**Text shown**
###

The DOL promulgated its rules implementing and interpreting the legislation without notice-and-comment procedures pursuant to a statutory designation of good cause under the Administrative Procedures Act. See Paid Leave Under the Families First Coronavirus Response Act, 85 FR 19326-01 (Apr. 6, 2020); see also FFCRA § 5111.

In New York v. U.S. Department of Labor, the district court held that the Initial Rule was invalid because the DOL had exceeded its authority when it expanded the definition of “health care provider” beyond the statutory definition. 477 F.Supp.3d 1, 14 (S.D.N.Y. 2020). The court observed that the Initial Rule “hinge[d] entirely on the identity of the employer, in that it applies to anyone employed at or by certain classes of employers, rather than the skills, role, duties, or capabilities of a class of employees.” Id. (emphasis in original). It concluded the Initial Rule was invalid because it “include[d] employees whose roles bear no nexus whatsoever to the provision of healthcare services, except the identity of their employers, and who are not even arguably necessary or relevant to the healthcare system's vitality, ” in violation of the clear language of the FFCRA. Id.

The DOL admitted that under its Initial Rule, “an English professor, librarian, or cafeteria manager at a university with a medical school would all be ‘health care providers.'” New York, 477 F.Supp.3d at 14.

###

**Tasks for this exercise**
[1] In the passage on the Labor Department's leave rule, write out everything from "In New York" down to "the FFCRA. Id.", substituting "2020 Rule" for "Initial Rule".
[2] Pick up the passage on the Labor Department's leave rule and keep writing from the point where it stops.
You won't need the lines that come next.

###

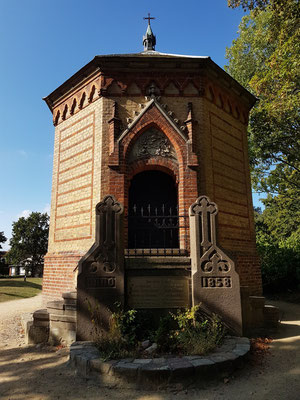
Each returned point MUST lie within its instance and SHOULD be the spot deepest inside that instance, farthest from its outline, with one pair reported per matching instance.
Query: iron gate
(157, 231)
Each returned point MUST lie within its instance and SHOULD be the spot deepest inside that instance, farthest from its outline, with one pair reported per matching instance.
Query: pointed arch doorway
(152, 211)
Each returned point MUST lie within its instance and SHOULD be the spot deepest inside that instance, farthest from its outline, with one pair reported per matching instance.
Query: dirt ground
(41, 373)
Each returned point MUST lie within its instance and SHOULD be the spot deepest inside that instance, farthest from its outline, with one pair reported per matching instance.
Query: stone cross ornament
(215, 283)
(100, 282)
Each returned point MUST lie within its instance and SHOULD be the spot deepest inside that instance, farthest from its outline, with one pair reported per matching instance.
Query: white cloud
(22, 153)
(24, 213)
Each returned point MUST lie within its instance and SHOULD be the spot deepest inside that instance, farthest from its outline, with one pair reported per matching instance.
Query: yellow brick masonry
(76, 180)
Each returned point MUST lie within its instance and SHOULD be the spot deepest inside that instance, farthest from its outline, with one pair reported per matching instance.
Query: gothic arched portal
(152, 211)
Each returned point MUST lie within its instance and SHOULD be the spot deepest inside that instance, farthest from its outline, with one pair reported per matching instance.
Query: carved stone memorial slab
(158, 292)
(100, 282)
(215, 282)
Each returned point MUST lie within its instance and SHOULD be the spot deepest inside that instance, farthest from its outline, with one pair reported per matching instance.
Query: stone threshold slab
(159, 372)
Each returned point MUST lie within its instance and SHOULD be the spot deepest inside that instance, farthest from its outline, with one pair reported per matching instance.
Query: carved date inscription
(216, 282)
(94, 282)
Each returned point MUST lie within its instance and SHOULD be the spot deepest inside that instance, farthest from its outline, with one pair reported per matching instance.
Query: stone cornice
(132, 75)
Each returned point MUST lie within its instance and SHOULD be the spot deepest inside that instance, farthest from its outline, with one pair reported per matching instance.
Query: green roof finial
(149, 40)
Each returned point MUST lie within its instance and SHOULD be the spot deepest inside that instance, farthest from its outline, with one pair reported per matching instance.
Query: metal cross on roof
(149, 18)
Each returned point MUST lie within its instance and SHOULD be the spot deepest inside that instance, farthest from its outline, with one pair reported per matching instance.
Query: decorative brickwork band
(100, 282)
(215, 282)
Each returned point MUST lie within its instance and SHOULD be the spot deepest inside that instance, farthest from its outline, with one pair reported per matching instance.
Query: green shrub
(190, 331)
(280, 267)
(198, 331)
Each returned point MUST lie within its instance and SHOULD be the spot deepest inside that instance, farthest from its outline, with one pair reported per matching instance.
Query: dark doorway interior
(152, 213)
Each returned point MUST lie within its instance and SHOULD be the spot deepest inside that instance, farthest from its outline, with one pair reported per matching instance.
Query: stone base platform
(159, 372)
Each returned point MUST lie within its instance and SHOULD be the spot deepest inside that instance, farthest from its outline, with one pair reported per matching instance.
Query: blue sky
(42, 43)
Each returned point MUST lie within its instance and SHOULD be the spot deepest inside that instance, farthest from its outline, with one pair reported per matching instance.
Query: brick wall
(84, 147)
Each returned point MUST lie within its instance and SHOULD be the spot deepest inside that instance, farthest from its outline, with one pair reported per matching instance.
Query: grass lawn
(16, 288)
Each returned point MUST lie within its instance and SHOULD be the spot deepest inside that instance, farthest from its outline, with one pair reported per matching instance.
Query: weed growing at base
(187, 332)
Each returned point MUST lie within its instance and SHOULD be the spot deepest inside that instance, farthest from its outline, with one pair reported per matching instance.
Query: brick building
(125, 123)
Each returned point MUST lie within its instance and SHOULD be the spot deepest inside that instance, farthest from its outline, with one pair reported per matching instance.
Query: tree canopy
(2, 239)
(265, 59)
(29, 241)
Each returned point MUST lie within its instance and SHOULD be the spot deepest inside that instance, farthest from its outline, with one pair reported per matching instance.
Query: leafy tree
(2, 239)
(279, 251)
(265, 59)
(29, 241)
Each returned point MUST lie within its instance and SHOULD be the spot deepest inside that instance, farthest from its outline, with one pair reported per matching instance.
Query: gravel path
(41, 373)
(11, 331)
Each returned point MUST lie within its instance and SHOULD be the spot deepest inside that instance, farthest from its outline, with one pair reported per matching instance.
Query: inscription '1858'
(216, 282)
(100, 282)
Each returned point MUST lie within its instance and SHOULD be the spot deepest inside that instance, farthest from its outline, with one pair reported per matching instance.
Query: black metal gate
(156, 231)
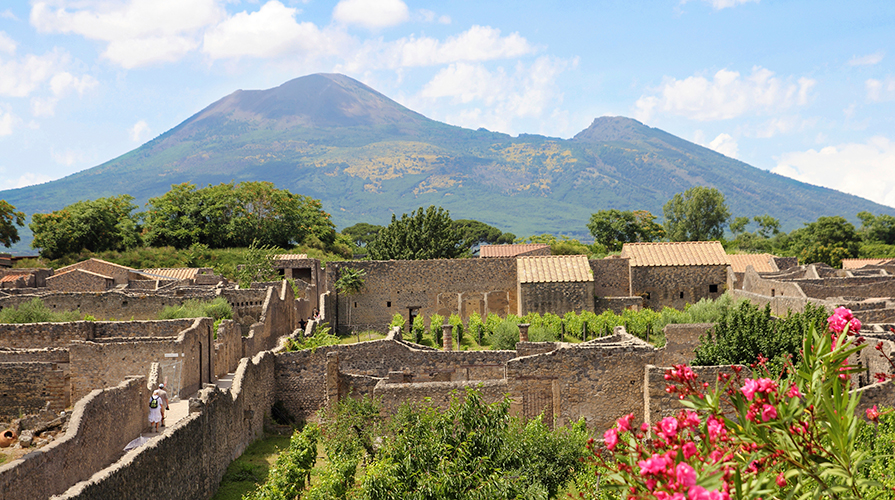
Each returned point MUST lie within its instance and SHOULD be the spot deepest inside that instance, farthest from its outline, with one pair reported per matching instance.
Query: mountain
(366, 157)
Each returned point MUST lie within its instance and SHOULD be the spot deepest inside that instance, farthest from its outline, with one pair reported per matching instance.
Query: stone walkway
(180, 408)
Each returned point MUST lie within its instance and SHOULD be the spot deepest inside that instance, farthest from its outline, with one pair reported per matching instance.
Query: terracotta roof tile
(509, 250)
(174, 273)
(683, 253)
(553, 269)
(761, 262)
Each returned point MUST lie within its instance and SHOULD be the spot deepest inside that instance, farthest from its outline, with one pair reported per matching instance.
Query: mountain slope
(366, 156)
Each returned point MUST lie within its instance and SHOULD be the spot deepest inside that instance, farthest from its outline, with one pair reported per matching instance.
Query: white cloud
(725, 144)
(724, 4)
(868, 60)
(880, 90)
(7, 121)
(272, 31)
(494, 99)
(25, 180)
(138, 32)
(862, 169)
(478, 43)
(139, 131)
(7, 44)
(726, 95)
(372, 14)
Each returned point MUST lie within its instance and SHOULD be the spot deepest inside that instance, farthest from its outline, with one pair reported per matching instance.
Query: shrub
(217, 309)
(505, 336)
(35, 311)
(435, 322)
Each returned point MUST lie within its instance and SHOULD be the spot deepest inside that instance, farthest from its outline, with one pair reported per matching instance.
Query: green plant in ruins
(350, 281)
(424, 234)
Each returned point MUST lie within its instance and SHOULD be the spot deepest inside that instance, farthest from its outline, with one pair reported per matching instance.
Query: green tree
(698, 214)
(350, 281)
(475, 233)
(99, 225)
(9, 219)
(362, 233)
(424, 234)
(234, 215)
(613, 228)
(827, 240)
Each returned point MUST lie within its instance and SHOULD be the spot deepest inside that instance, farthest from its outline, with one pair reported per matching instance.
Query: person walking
(163, 397)
(155, 411)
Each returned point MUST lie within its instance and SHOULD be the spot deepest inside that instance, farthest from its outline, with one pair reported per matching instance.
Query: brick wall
(442, 286)
(677, 286)
(190, 459)
(612, 277)
(100, 426)
(25, 387)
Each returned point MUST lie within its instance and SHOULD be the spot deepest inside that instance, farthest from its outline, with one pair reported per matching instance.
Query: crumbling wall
(26, 387)
(101, 425)
(443, 286)
(189, 460)
(612, 277)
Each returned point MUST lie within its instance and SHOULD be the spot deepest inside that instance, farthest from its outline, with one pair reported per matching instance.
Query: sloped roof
(676, 253)
(174, 273)
(859, 263)
(291, 256)
(761, 262)
(553, 269)
(509, 250)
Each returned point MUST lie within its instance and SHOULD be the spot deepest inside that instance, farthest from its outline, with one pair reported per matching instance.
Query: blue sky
(802, 88)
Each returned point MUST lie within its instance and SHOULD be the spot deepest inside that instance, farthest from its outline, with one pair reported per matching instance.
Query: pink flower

###

**Outputs in order**
[1]
In New York v. U.S. Department of Labor, the district court held that the 2020 Rule was invalid because the DOL had exceeded its authority when it expanded the definition of “health care provider” beyond the statutory definition. 477 F.Supp.3d 1, 14 (S.D.N.Y. 2020). The court observed that the 2020 Rule “hinge[d] entirely on the identity of the employer, in that it applies to anyone employed at or by certain classes of employers, rather than the skills, role, duties, or capabilities of a class of employees.” Id. (emphasis in original). It concluded the 2020 Rule was invalid because it “include[d] employees whose roles bear no nexus whatsoever to the provision of healthcare services, except the identity of their employers, and who are not even arguably necessary or relevant to the healthcare system's vitality, ” in violation of the clear language of the FFCRA. Id.

[2]
In reaction to this decision, the DOL revised the rule on September 16, 2020.The revision narrowed the definition of “health care provider” to conform to the statutory definition in the FMLA as adopted in the FFCRA. See 85 FR 57677-01, at 57683 (Sept. 16, 2020) (“Revised Rule”). The Revised Rule “identifies additional employees who are health care providers by focusing on the role and duties of those employees rather than their employers.” Id. The new rule declared that “employees who do not provide health care services … are not health care providers even if their services could affect the provision of health care services, such as IT professionals, building maintenance staff, human resources personnel, cooks, food services workers, records managers, consultants, and billers.” 29 C.F.R. § 826.30 (revised Sept. 16, 2020) (emphasis added). Under the Revised Rule, Simone, as a maintenance worker, was not an excluded “health care provider.”

The DOL noted that it “carefully examined the District Court's opinion and has reevaluated the portions of the temporary rule that the court held were invalid.” See 85 FR 57677-01, at 57678 (Sept. 16, 2020).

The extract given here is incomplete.